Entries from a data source
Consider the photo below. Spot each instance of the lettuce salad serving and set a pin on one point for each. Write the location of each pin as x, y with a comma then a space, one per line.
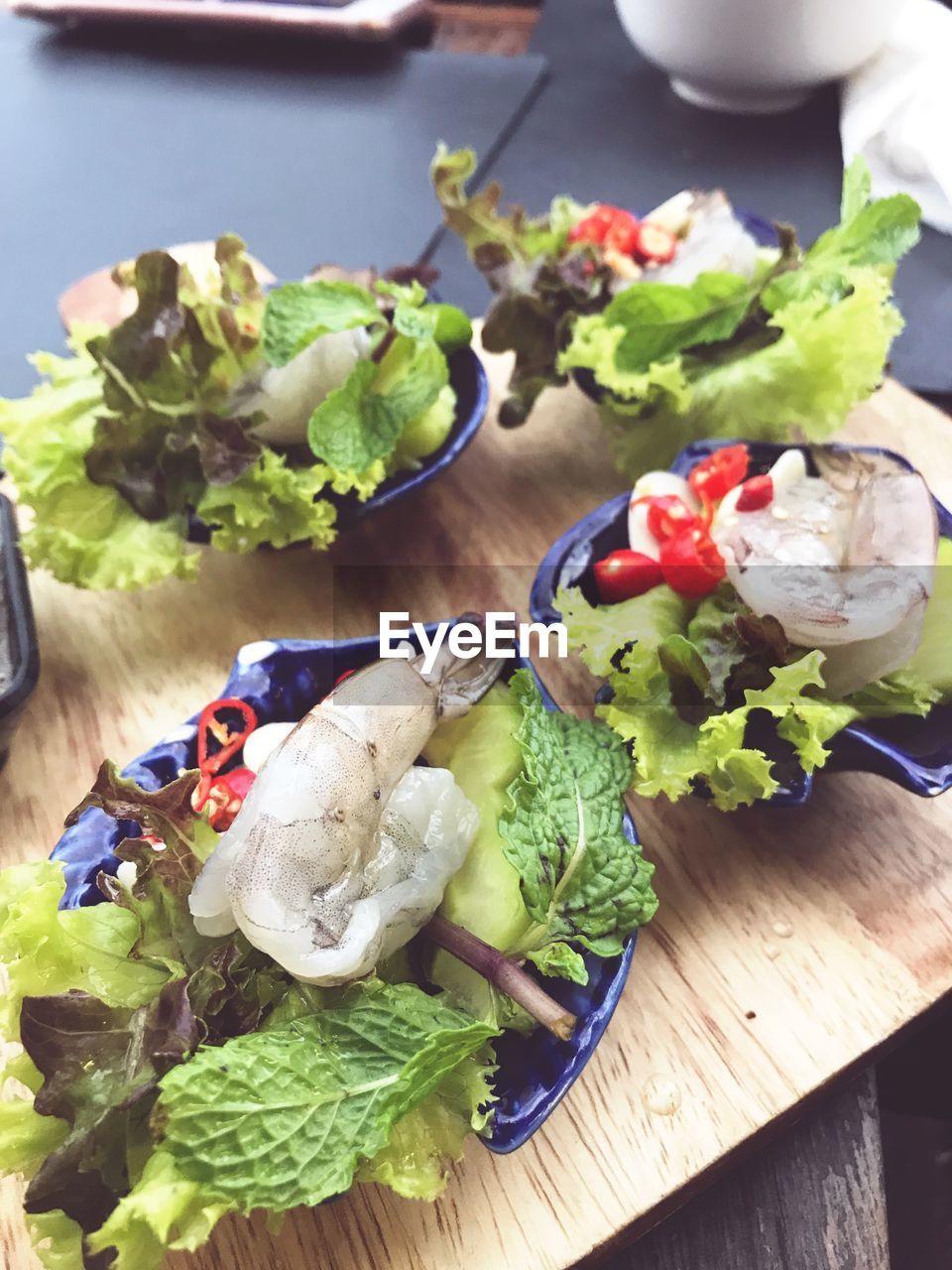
214, 402
684, 325
162, 1076
760, 604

● **THE TASK**
Rewrite the entries above, changing "pin" to "marker" and leaving everything else unchanged. Omit the pictures from your version.

● **RIGHT ANSWER**
Consider the photo below. Spot each instance of the lettuce salad serving and set a marker on one point for each. Write the location of each marker as x, y with a comma then a space, one per line.
214, 402
684, 325
162, 1076
760, 604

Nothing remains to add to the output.